• Assignment:
Everything from the line containing "In this photo, where can the tree canopy" to the last line of the data below should be copied word for word, and nothing else.

*** Excerpted data ***

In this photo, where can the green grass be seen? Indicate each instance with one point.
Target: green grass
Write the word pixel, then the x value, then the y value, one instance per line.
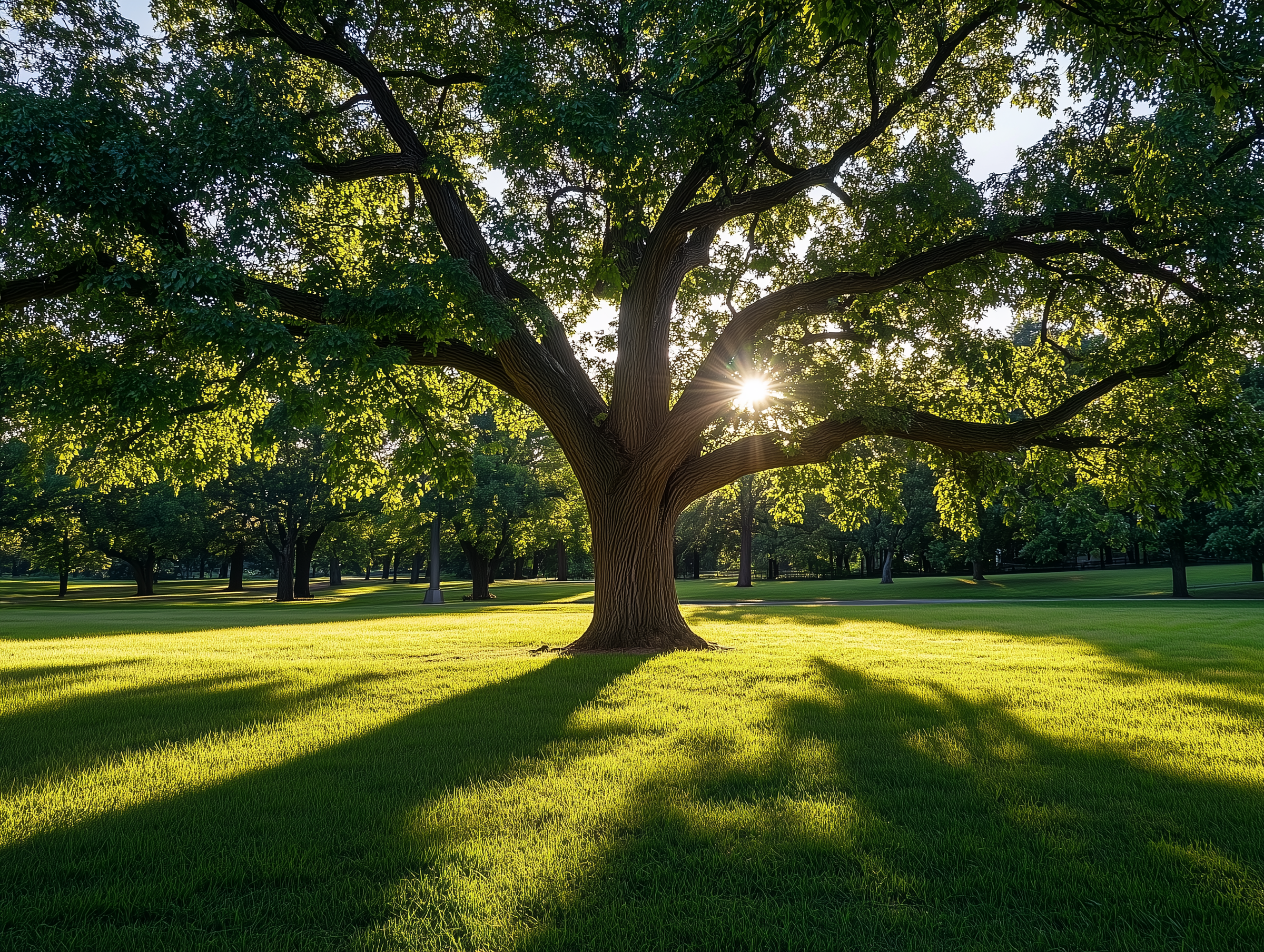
pixel 210 771
pixel 1205 582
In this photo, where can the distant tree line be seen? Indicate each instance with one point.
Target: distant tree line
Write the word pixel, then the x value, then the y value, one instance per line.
pixel 511 510
pixel 743 530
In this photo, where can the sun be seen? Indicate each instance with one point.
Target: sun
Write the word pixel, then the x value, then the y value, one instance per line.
pixel 754 395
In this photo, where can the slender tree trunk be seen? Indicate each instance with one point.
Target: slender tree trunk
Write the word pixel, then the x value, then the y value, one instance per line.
pixel 143 572
pixel 479 572
pixel 563 573
pixel 886 569
pixel 1180 587
pixel 286 566
pixel 746 529
pixel 305 547
pixel 635 606
pixel 237 568
pixel 434 593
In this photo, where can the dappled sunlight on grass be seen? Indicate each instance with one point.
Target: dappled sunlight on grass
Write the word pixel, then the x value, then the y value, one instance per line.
pixel 923 777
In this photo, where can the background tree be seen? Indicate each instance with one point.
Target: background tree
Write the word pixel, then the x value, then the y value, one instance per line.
pixel 1238 533
pixel 55 537
pixel 144 525
pixel 294 195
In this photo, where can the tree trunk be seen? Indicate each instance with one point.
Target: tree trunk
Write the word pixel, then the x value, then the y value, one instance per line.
pixel 744 560
pixel 286 566
pixel 886 569
pixel 746 529
pixel 479 573
pixel 1180 587
pixel 434 593
pixel 563 574
pixel 305 547
pixel 635 607
pixel 143 572
pixel 237 568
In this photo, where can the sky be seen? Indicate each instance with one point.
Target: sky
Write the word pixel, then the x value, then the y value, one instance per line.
pixel 993 151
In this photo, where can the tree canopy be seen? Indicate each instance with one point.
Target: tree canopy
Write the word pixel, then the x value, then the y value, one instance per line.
pixel 288 203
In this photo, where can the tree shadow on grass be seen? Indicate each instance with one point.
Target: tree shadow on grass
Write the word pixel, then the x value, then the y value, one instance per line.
pixel 1228 653
pixel 113 617
pixel 888 821
pixel 58 739
pixel 300 856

***

• Result of this task:
In this photo, where can the tree canopy be seen? Indicate each instance with one point.
Target: tree canopy
Write the word pixel, then the x value, then the y value, one instance per line.
pixel 288 203
In this photo, where can the tree shadow on grass be seen? Indicate each instance with one point.
Target: tree shadow on grass
Write the word pixel, then the x value, then the y value, one instance per line.
pixel 1228 653
pixel 113 617
pixel 888 821
pixel 58 739
pixel 300 856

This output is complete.